### The problem:
Each entry below is to be transcribed exactly.
— Start of Data provided —
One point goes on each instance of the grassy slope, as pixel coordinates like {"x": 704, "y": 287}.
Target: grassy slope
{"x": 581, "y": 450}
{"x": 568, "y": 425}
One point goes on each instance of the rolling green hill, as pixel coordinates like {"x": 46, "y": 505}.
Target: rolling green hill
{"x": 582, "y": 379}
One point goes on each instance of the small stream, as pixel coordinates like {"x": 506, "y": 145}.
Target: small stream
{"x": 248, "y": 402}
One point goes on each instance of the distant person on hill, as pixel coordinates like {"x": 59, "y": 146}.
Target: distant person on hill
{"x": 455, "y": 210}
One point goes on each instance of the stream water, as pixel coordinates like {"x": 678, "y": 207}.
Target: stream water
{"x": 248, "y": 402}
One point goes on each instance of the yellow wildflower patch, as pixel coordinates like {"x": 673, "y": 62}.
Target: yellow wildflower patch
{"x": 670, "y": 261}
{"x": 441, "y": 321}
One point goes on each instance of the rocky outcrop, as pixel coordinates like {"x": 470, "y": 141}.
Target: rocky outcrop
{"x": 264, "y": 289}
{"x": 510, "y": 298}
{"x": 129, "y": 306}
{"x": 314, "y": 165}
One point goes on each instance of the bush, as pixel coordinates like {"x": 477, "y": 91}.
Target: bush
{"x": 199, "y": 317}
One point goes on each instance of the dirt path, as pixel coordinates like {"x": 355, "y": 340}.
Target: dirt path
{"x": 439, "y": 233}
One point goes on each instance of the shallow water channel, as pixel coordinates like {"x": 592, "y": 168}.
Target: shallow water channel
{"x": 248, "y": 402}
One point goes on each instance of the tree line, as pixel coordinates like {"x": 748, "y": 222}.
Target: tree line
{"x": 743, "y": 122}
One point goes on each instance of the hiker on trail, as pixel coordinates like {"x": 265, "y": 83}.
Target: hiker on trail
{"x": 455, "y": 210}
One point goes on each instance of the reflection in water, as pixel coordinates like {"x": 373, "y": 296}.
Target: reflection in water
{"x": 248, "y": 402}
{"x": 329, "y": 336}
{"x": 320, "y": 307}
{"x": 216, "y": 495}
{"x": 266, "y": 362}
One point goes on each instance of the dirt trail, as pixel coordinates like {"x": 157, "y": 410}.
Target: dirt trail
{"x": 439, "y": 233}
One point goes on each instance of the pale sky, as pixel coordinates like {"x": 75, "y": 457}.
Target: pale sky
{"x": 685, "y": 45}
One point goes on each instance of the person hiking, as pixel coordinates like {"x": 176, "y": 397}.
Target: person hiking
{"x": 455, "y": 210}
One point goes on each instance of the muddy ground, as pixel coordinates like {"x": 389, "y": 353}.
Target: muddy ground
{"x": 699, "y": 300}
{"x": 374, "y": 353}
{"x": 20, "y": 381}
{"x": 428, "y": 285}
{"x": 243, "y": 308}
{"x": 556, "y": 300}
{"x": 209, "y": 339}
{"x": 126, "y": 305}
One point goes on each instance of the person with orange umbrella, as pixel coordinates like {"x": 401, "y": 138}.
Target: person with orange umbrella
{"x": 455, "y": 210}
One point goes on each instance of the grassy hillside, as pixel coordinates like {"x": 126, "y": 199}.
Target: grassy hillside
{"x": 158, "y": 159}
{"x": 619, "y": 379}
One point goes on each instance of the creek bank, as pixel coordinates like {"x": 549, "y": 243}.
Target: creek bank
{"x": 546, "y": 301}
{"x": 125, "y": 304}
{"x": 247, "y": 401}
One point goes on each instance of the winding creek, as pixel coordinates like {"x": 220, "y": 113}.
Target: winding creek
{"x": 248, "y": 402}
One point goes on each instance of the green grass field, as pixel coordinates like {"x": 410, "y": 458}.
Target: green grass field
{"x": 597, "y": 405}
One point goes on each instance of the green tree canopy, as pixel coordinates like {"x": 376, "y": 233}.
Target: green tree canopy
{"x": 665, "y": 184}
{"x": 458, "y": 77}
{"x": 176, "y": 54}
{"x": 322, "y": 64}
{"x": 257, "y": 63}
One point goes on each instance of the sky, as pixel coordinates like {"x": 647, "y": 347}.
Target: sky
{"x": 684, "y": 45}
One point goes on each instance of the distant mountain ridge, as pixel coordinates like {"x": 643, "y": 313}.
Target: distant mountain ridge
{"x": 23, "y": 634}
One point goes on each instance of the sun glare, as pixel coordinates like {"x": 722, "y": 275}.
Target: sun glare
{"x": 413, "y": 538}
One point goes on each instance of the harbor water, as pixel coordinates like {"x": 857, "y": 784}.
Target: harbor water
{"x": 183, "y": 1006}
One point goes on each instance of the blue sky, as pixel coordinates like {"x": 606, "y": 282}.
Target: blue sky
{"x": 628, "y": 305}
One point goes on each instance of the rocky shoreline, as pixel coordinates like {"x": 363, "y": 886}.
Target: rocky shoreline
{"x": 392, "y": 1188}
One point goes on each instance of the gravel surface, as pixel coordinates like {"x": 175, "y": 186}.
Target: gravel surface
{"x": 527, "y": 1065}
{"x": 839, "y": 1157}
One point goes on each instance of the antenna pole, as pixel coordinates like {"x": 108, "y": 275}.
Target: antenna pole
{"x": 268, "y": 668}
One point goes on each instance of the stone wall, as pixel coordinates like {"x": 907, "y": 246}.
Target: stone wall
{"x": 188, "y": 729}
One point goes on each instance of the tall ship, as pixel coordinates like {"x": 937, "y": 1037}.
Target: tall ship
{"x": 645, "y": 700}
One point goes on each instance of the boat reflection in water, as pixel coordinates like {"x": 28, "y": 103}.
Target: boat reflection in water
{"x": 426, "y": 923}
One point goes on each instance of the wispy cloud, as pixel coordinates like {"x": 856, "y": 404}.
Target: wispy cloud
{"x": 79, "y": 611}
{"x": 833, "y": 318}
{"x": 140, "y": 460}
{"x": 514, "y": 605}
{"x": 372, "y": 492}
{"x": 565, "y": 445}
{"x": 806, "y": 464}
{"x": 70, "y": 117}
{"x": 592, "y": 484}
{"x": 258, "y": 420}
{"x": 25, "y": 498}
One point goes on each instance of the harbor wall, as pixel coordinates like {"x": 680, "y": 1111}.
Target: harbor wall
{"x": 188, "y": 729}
— End of Data provided —
### Written reply:
One point goes on each instance of the grassy slope, as pixel coordinates like {"x": 704, "y": 287}.
Target: grassy slope
{"x": 581, "y": 450}
{"x": 568, "y": 425}
One point goes on each instance of the rolling green hill, as pixel coordinates like {"x": 46, "y": 505}.
Target: rolling green hill
{"x": 582, "y": 379}
One point goes on each instance of the small stream, as pixel coordinates like {"x": 506, "y": 145}.
Target: small stream
{"x": 248, "y": 402}
One point goes on each instance of the distant person on hill, as pixel coordinates like {"x": 59, "y": 146}.
Target: distant person on hill
{"x": 455, "y": 210}
One point goes on each instance of the stream water, as pixel coordinates like {"x": 678, "y": 207}.
Target: stream water
{"x": 248, "y": 402}
One point goes on each instance of the yellow wildflower patch, as pixel coordinates like {"x": 673, "y": 62}.
Target: yellow wildflower patch
{"x": 670, "y": 261}
{"x": 441, "y": 321}
One point goes on each instance of the rocky outcrop, as pixel coordinates like {"x": 470, "y": 141}.
Target: rocky outcrop
{"x": 264, "y": 289}
{"x": 510, "y": 298}
{"x": 129, "y": 306}
{"x": 314, "y": 165}
One point goes on each instance of the bush, as pixel coordinates like {"x": 477, "y": 91}.
Target: bush
{"x": 199, "y": 317}
One point goes on each instance of the dirt path, as pixel coordinates like {"x": 355, "y": 340}.
Target: dirt path
{"x": 439, "y": 233}
One point goes on each instance of the shallow water channel, as pixel coordinates like {"x": 592, "y": 168}.
Target: shallow water channel
{"x": 248, "y": 402}
One point goes on each instance of the tree line, as pixel coordinates like {"x": 748, "y": 222}.
Target: tree line
{"x": 743, "y": 122}
One point goes on each instance of the hiker on trail, as pixel coordinates like {"x": 265, "y": 83}.
Target: hiker on trail
{"x": 455, "y": 210}
One point goes on each instance of the reflection in water, as pixel coordinates like {"x": 373, "y": 296}.
Target: reflection in water
{"x": 248, "y": 402}
{"x": 329, "y": 336}
{"x": 320, "y": 307}
{"x": 216, "y": 495}
{"x": 266, "y": 362}
One point goes on each instance of the dirt trail, as pixel coordinates like {"x": 157, "y": 410}.
Target: dirt trail
{"x": 439, "y": 233}
One point goes on each instance of the pale sky, as pixel coordinates like {"x": 75, "y": 457}.
Target: pale sky
{"x": 685, "y": 45}
One point goes on each instance of the person hiking, as pixel coordinates like {"x": 176, "y": 397}.
Target: person hiking
{"x": 455, "y": 210}
One point goes on each instance of the muddy ground, as pixel coordinates like {"x": 389, "y": 353}.
Target: muddy ground
{"x": 699, "y": 300}
{"x": 374, "y": 353}
{"x": 20, "y": 381}
{"x": 428, "y": 285}
{"x": 243, "y": 308}
{"x": 556, "y": 300}
{"x": 209, "y": 339}
{"x": 126, "y": 305}
One point goes on each instance of the person with orange umbrella, as pixel coordinates like {"x": 401, "y": 138}.
Target: person with orange umbrella
{"x": 455, "y": 210}
One point goes on each instance of the grassy hillside, as pixel coordinates like {"x": 126, "y": 199}.
Target: grassy hillside
{"x": 158, "y": 159}
{"x": 619, "y": 379}
One point goes on each instance of the creek bank, as pixel coordinates like {"x": 549, "y": 243}.
Target: creek bank
{"x": 546, "y": 301}
{"x": 125, "y": 304}
{"x": 247, "y": 401}
One point goes on each instance of the winding creek, as pixel coordinates like {"x": 220, "y": 113}.
Target: winding creek
{"x": 248, "y": 402}
One point goes on each instance of the green grass field, as pixel coordinates like {"x": 410, "y": 458}.
Target: green grass field
{"x": 597, "y": 405}
One point goes on each instance of the green tree canopy, as pixel coordinates like {"x": 376, "y": 233}.
Target: green tree canopy
{"x": 665, "y": 184}
{"x": 458, "y": 77}
{"x": 176, "y": 54}
{"x": 322, "y": 64}
{"x": 257, "y": 63}
One point goes on each instance of the sky, as pixel coordinates like {"x": 647, "y": 347}.
Target: sky
{"x": 684, "y": 45}
One point goes on each instance of the distant mountain ridge, as pixel coordinates like {"x": 643, "y": 313}.
Target: distant mountain ridge
{"x": 23, "y": 634}
One point goes on each instance of the sun glare, as pixel coordinates like {"x": 722, "y": 275}.
Target: sun glare
{"x": 413, "y": 538}
One point goes on each instance of the harbor water, as pixel coordinates like {"x": 857, "y": 784}.
Target: harbor water
{"x": 183, "y": 1006}
One point goes on each instance of the blue sky, as pixel coordinates like {"x": 606, "y": 282}.
Target: blue sky
{"x": 628, "y": 305}
One point goes on each instance of the rocky shoreline, as pixel coordinates like {"x": 363, "y": 886}.
Target: rocky shoreline
{"x": 392, "y": 1188}
One point goes on each instance of the gravel surface, as pixel coordinates like {"x": 175, "y": 186}.
Target: gravel surface
{"x": 527, "y": 1065}
{"x": 839, "y": 1157}
One point goes on each instance of the antenna pole, as pixel coordinates like {"x": 108, "y": 275}.
Target: antenna pole
{"x": 268, "y": 668}
One point goes on each instance of the stone wall, as pixel coordinates like {"x": 907, "y": 246}.
Target: stone wall
{"x": 188, "y": 729}
One point goes on each instance of the tall ship, as pixel coordinates like {"x": 937, "y": 1037}.
Target: tall ship
{"x": 645, "y": 700}
One point goes on each instance of the boat reflection in water, as pixel coordinates like {"x": 28, "y": 103}.
Target: boat reflection in water
{"x": 426, "y": 923}
One point goes on each instance of the wispy cloud, as pixel coordinates like {"x": 856, "y": 404}.
Target: wispy cloud
{"x": 79, "y": 611}
{"x": 833, "y": 318}
{"x": 140, "y": 460}
{"x": 514, "y": 605}
{"x": 372, "y": 492}
{"x": 565, "y": 445}
{"x": 806, "y": 464}
{"x": 70, "y": 117}
{"x": 592, "y": 484}
{"x": 258, "y": 420}
{"x": 25, "y": 498}
One point goes on each instance of the harbor wall, as pixel coordinates like {"x": 680, "y": 1111}.
Target: harbor wall
{"x": 188, "y": 729}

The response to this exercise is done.